### WRITTEN PROBLEM
Omit the pictures and return every entry exactly as written.

(Records excerpted from a collection)
• • •
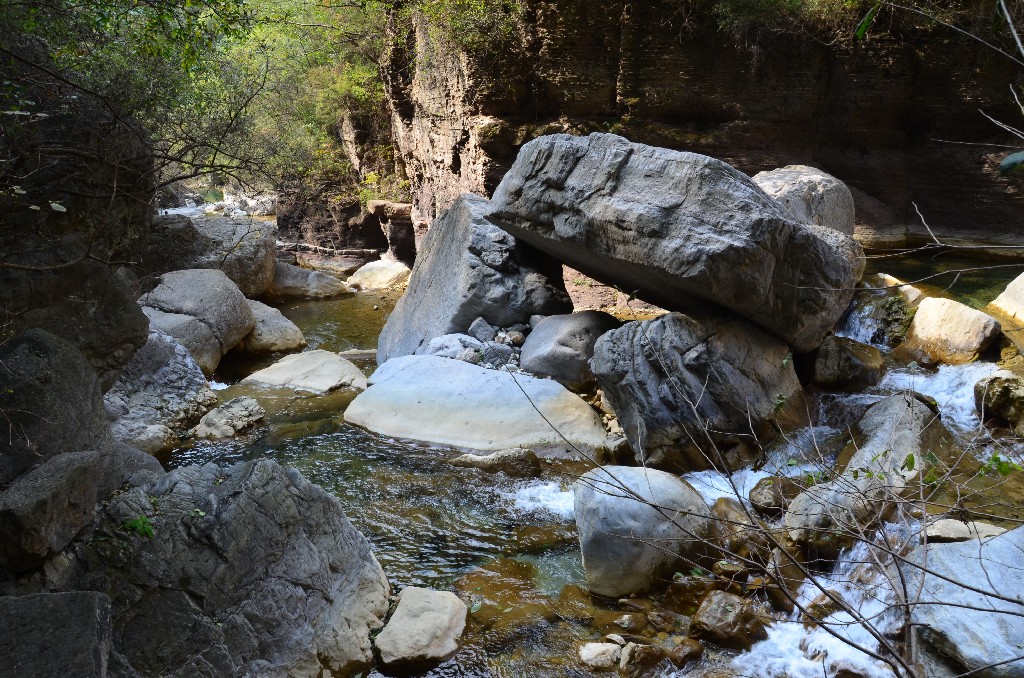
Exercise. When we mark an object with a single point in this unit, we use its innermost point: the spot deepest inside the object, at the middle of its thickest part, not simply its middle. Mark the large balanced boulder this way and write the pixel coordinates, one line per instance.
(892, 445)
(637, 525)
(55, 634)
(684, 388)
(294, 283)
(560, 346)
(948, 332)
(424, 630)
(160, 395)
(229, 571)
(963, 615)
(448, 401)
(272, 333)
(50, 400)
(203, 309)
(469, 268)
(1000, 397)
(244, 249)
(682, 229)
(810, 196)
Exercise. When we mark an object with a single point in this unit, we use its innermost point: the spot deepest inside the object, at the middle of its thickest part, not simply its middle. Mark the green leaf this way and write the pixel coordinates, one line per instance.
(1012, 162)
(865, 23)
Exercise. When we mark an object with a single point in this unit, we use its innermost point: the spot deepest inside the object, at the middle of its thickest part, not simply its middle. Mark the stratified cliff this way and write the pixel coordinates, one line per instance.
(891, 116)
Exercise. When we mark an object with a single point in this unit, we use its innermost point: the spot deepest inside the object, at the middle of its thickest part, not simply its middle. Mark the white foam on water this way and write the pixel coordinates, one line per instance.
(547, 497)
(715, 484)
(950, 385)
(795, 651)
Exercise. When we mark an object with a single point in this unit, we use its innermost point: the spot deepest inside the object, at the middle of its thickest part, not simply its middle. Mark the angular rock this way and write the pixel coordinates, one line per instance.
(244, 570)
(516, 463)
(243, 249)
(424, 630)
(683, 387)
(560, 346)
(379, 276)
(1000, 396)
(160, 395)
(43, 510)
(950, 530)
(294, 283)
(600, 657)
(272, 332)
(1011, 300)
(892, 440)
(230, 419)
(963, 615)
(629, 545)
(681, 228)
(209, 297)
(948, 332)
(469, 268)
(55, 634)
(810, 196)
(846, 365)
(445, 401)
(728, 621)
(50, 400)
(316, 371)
• • •
### EXERCISE SOLUTION
Exercise. When we mark an object with a single point in this unit, we use its innermost point: the spot deepest inside the object, at the middle of its thickest part, not simply its middle. Mark the large balanced boulder this way and write the pixel coordinates, one line per instance.
(892, 445)
(637, 525)
(55, 634)
(684, 388)
(294, 283)
(560, 346)
(948, 332)
(424, 630)
(160, 395)
(229, 571)
(963, 615)
(448, 401)
(272, 333)
(50, 400)
(203, 309)
(469, 268)
(1000, 397)
(244, 249)
(682, 229)
(810, 196)
Exercise. When we mark an object with a single point in this unit, we use its innermost point: the spot deepest inside the object, at the middle of its thickest part, not simply its middle. Mark the green leaf this way and write the pixel coordinates, one line per instance.
(1012, 162)
(865, 23)
Exercise. When we mark an object with a single point in this unit, we use its innermost point: the spot deepest inside the object, at the middle of its thickest part, not simply its middle. Mark the stratified cliff this way and write the pixel coordinates, one line per instance.
(891, 116)
Exercise. When we mark an object with a single point in this unit, we use its innermost point: the spot deepest inside the object, at the middle of its thickest part, not simply its middle. Mark the white foam on water this way and write the pixel coordinates, one line per instance.
(547, 497)
(715, 484)
(950, 385)
(795, 651)
Exercise. When we mark an object with a single point in this unit, we use its innermost point: the spot deepest inside the object, at the middle of its thickest part, not simply its middle. Mark the angular rock this way and write the pixel coordinates, one line per instance.
(244, 570)
(516, 463)
(243, 249)
(424, 630)
(683, 387)
(560, 346)
(379, 276)
(1000, 396)
(160, 395)
(43, 510)
(950, 530)
(294, 283)
(600, 657)
(272, 332)
(1011, 300)
(892, 440)
(230, 419)
(963, 615)
(629, 545)
(681, 228)
(209, 297)
(948, 332)
(469, 268)
(55, 634)
(810, 196)
(846, 365)
(445, 401)
(728, 621)
(50, 400)
(316, 371)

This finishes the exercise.